**WRITTEN REQUEST:** Rewrite the data below as a numbered list, one line per item, and leave out any blank lines.

**INPUT ROWS:**
# # # # #

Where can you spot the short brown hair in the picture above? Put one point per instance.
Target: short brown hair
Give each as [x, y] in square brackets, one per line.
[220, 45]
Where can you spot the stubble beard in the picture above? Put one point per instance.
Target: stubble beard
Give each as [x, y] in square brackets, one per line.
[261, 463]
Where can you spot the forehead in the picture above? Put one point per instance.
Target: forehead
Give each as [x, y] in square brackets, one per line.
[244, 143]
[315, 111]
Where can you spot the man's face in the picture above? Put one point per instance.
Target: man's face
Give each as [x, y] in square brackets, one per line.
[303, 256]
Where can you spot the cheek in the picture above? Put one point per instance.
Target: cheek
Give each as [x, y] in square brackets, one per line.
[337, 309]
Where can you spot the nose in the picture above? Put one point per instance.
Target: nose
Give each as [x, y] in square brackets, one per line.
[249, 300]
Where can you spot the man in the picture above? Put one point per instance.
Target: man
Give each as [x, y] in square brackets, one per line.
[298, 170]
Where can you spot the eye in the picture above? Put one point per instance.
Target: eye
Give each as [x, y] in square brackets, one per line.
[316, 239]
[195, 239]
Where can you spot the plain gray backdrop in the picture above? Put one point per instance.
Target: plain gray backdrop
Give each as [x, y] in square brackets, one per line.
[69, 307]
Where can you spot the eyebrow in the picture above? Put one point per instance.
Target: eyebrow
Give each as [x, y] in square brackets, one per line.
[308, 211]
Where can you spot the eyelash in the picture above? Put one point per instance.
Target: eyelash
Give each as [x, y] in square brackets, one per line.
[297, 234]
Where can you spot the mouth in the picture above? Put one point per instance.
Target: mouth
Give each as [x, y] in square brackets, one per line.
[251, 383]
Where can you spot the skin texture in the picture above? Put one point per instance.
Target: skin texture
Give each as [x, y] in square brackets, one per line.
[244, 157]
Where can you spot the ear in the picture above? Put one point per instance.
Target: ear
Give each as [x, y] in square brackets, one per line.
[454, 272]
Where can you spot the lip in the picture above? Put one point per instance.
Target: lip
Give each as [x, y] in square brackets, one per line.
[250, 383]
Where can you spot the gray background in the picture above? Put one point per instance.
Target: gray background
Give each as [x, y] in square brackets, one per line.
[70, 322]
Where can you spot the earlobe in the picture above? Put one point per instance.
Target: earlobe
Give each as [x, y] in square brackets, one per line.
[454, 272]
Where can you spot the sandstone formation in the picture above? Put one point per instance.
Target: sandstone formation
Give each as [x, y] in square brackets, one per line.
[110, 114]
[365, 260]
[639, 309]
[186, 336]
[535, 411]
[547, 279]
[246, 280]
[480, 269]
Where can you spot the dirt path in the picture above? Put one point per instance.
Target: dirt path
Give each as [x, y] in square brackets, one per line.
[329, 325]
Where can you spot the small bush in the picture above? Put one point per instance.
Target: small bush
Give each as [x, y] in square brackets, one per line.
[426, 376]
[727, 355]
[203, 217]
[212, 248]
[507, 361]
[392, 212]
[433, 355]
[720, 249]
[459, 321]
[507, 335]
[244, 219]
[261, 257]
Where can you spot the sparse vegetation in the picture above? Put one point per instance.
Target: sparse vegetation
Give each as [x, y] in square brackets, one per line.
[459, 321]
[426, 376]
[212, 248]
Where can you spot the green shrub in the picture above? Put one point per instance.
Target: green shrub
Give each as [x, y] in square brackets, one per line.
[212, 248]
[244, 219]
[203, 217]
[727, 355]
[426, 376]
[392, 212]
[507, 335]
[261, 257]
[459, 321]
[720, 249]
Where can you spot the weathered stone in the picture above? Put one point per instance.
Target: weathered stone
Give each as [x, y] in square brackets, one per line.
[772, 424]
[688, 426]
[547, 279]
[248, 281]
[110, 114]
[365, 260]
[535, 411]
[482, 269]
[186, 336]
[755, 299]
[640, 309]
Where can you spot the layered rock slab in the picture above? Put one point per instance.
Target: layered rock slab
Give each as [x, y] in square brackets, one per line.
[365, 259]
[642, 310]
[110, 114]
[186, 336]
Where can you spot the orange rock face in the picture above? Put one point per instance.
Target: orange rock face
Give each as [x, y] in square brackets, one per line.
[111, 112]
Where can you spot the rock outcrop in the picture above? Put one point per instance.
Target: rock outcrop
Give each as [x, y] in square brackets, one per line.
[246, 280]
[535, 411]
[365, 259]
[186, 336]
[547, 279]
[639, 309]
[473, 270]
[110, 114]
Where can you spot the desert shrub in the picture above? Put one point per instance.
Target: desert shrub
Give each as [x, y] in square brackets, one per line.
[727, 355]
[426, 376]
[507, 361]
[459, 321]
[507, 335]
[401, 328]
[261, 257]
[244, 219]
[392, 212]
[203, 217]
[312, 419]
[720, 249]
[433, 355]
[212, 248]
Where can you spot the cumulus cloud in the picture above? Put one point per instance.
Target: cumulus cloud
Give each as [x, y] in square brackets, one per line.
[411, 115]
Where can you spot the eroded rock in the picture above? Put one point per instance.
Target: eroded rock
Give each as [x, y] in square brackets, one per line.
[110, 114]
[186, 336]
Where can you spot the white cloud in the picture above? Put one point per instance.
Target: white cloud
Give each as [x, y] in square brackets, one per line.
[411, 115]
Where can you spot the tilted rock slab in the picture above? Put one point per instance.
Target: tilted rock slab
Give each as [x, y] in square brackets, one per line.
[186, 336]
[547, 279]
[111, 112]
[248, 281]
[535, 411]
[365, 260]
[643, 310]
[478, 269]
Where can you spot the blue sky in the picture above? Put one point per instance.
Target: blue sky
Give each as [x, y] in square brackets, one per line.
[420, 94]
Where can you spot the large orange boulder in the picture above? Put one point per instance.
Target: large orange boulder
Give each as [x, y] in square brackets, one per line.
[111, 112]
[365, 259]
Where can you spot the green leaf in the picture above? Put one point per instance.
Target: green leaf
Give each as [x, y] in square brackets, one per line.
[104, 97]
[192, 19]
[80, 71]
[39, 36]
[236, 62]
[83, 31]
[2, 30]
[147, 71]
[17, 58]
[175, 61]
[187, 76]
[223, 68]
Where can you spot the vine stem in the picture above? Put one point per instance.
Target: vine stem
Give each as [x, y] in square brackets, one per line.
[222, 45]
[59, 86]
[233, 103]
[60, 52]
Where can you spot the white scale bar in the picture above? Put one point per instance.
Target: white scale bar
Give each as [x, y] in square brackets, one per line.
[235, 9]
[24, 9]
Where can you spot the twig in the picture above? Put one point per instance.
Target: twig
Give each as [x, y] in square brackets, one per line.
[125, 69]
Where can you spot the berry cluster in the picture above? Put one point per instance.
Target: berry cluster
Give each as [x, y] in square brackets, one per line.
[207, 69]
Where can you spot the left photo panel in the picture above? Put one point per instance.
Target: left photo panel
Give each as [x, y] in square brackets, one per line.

# # # # #

**REPLY:**
1. Where can you spot the short brown hair in the picture above? Put one point per instance.
2. Target: short brown hair
3. Give each as [x, y] in square brackets, one per line.
4. [220, 45]
5. Where can you spot the stubble beard in the picture above? Put one point per instance.
6. Target: stubble beard
7. Give each as [x, y] in square brackets, one per line.
8. [261, 463]
9. Where can you spot the forehead in the picture above? Put one point per instance.
10. Target: forehead
11. Give each as [x, y] in square brackets, one per line.
12. [244, 143]
13. [315, 111]
14. Where can you spot the man's face in the picture above? Put one point per instance.
15. Target: man's face
16. Give each as [x, y] in square brackets, one per line.
17. [303, 256]
18. Where can you spot the cheek in the picture above? Put one point per instance.
19. Target: cheek
20. Give each as [x, y] in square brackets, one per line.
21. [337, 309]
22. Where can you spot the nose in the picture above? Put one point per instance.
23. Target: nose
24. Give each as [x, y] in square brackets, one per line.
25. [249, 300]
26. Where can you spot the man in the picture above? Put one point per instance.
27. Target: man
28. Give each as [x, y] in square brackets, one per line.
29. [298, 170]
30. Where can you spot the eye in the picture above? Put one point per instance.
31. Target: eye
32. Give each as [x, y] in square brackets, one per line.
33. [316, 239]
34. [195, 239]
35. Where can you spot the plain gray backdrop in the picture above? Put one point per instance.
36. Target: plain gray backdrop
37. Give each as [x, y] in square brackets, one per line.
38. [69, 307]
39. Where can you spot the eyebrow in the picture above? Put one point per instance.
40. Target: eyebrow
41. Give each as [x, y] in square brackets, one per line.
42. [308, 211]
43. Where can you spot the eyelash in the picture above? Put one point per instance.
44. Target: eyelash
45. Give each as [x, y] in square brackets, one per line.
46. [297, 234]
47. Where can you spot the mouth in the picture above? Put one point per instance.
48. Target: mouth
49. Give each as [x, y] in square brackets, one per line.
50. [251, 383]
51. Where can you spot the skin texture in the picture above? Put one point per instance.
52. Target: skin texture
53. Give each as [x, y] in square brackets, one per line.
54. [244, 157]
55. Where can you spot the ear in the picture above? Put one point per instance.
56. Target: ear
57. Give each as [x, y] in square brackets, one per line.
58. [454, 272]
59. Where can you spot the lip in the picture above? Put one point per instance.
60. Target: lip
61. Give each as [x, y] in square brackets, one per line.
62. [250, 383]
63. Where can you spot the gray background in the picture above? Put one point per instance.
64. Target: gray background
65. Give each as [x, y] in square brackets, one per line.
66. [70, 322]
67. Where can you spot the earlobe in the picture above? Put one point per instance.
68. Target: earlobe
69. Give each as [x, y] in square brackets, one per line.
70. [454, 272]
71. Where can you spot the sandstone formation in the picture above? Put one point per instance.
72. Target: sandstone formation
73. Give each as [x, y] in square brackets, one per line.
74. [110, 114]
75. [365, 260]
76. [639, 309]
77. [186, 336]
78. [535, 411]
79. [547, 279]
80. [246, 280]
81. [480, 269]
82. Where can you spot the dirt path in the picture above? Put one point per instance.
83. Target: dirt path
84. Give each as [x, y] in square brackets, one per line.
85. [329, 325]
86. Where can you spot the small bush in the picture above? Put one point per instance.
87. Target: small bush
88. Give each as [x, y] in square brackets, one per line.
89. [426, 376]
90. [727, 355]
91. [203, 217]
92. [212, 248]
93. [507, 361]
94. [392, 212]
95. [433, 355]
96. [720, 249]
97. [459, 321]
98. [507, 335]
99. [244, 219]
100. [261, 257]
101. Where can you spot the sparse vegetation in the picture above? Put one point per instance.
102. Target: sparse vegetation
103. Give each as [x, y] in square brackets, one per line.
104. [459, 321]
105. [426, 376]
106. [212, 248]
107. Where can you spot the green shrub in the picture above? Put one point per instance.
108. Target: green shrub
109. Give each as [x, y] in square brackets, one per line.
110. [212, 248]
111. [244, 219]
112. [203, 217]
113. [727, 355]
114. [426, 376]
115. [392, 212]
116. [507, 335]
117. [261, 257]
118. [459, 321]
119. [720, 249]
120. Where can you spot the weathered stone in the picture above? Put one point per instance.
121. Target: weathered stone
122. Give each as [x, y] in square brackets, one per line.
123. [772, 424]
124. [688, 426]
125. [547, 279]
126. [248, 281]
127. [110, 114]
128. [365, 260]
129. [535, 411]
130. [482, 269]
131. [186, 336]
132. [755, 299]
133. [640, 309]
134. Where can you spot the layered rock slab in the picture above? Put one point per instance.
135. Target: layered rock slab
136. Give each as [x, y] in square brackets, one per line.
137. [365, 259]
138. [642, 310]
139. [110, 114]
140. [186, 336]
141. Where can you spot the orange rock face in the picture above? Put one point per instance.
142. Target: orange rock face
143. Give each as [x, y] in square brackets, one per line.
144. [111, 112]
145. Where can you spot the rock outcrop in the picture above? Put one point per instance.
146. Target: rock outcrop
147. Give each as [x, y] in square brackets, one per line.
148. [246, 280]
149. [535, 411]
150. [365, 259]
151. [186, 336]
152. [547, 279]
153. [639, 309]
154. [473, 270]
155. [110, 114]
156. Where can you spot the desert shrub in the picture above? Put one point per instance.
157. Target: desert shrub
158. Give each as [x, y] in square brackets, one per line.
159. [727, 355]
160. [426, 376]
161. [507, 361]
162. [459, 321]
163. [507, 335]
164. [401, 328]
165. [261, 257]
166. [244, 219]
167. [392, 212]
168. [203, 217]
169. [312, 419]
170. [720, 249]
171. [433, 355]
172. [212, 248]
173. Where can you spot the cumulus cloud in the picture above? Put one point per instance.
174. Target: cumulus cloud
175. Give each as [x, y] in square brackets, one per line.
176. [411, 115]
177. Where can you spot the eroded rock in the picture above? Put one point per instance.
178. Target: eroded rock
179. Give each as [x, y] in square brackets, one per line.
180. [110, 114]
181. [186, 336]
182. Where can you spot the white cloud in the picture above? Put one point per instance.
183. Target: white cloud
184. Give each as [x, y] in square brackets, one per line.
185. [411, 115]
186. Where can you spot the tilted rock slab in the picture above? Put one point per instance.
187. Target: tilted rock slab
188. Give each as [x, y] in square brackets, one per line.
189. [186, 336]
190. [547, 279]
191. [111, 112]
192. [248, 281]
193. [535, 411]
194. [365, 260]
195. [643, 310]
196. [478, 269]
197. Where can you spot the blue sky in the picture above? Put one point per instance.
198. Target: blue sky
199. Give each as [x, y] in square brackets, one per line.
200. [420, 94]
201. Where can you spot the large orange boulder in the picture above? Put one point per instance.
202. Target: large orange boulder
203. Give each as [x, y] in square brackets, one per line.
204. [111, 112]
205. [365, 259]
206. Where can you spot the green leaf in the picture above? Put one point per instance.
207. Target: green leaf
208. Give each as [x, y] in square brackets, one per line.
209. [104, 97]
210. [192, 19]
211. [80, 71]
212. [39, 36]
213. [236, 62]
214. [83, 31]
215. [2, 30]
216. [147, 71]
217. [17, 58]
218. [175, 61]
219. [187, 76]
220. [223, 68]
221. Where can you spot the vine stem in the picture above? Put one point per instance.
222. Target: vine stem
223. Give each as [x, y] in square brackets, one per line.
224. [222, 45]
225. [59, 86]
226. [233, 103]
227. [60, 52]
228. Where can you spot the white scale bar in the picture above? Put one point per instance.
229. Target: white scale bar
230. Give each as [x, y] in square brackets, one per line.
231. [235, 9]
232. [24, 9]
233. Where can you spot the twig in the picture above? Put one point per instance.
234. Target: twig
235. Give each as [x, y] in square brackets, one per line.
236. [125, 69]
237. Where can you spot the berry cluster in the picture above? Put one point per instance.
238. Target: berry cluster
239. Give each as [x, y] in square brackets, one per line.
240. [207, 69]
241. Where can you spot the left photo panel in the picture above? Put one point per instance.
242. Target: left photo panel
243. Give each as [x, y] in square brackets, one per line.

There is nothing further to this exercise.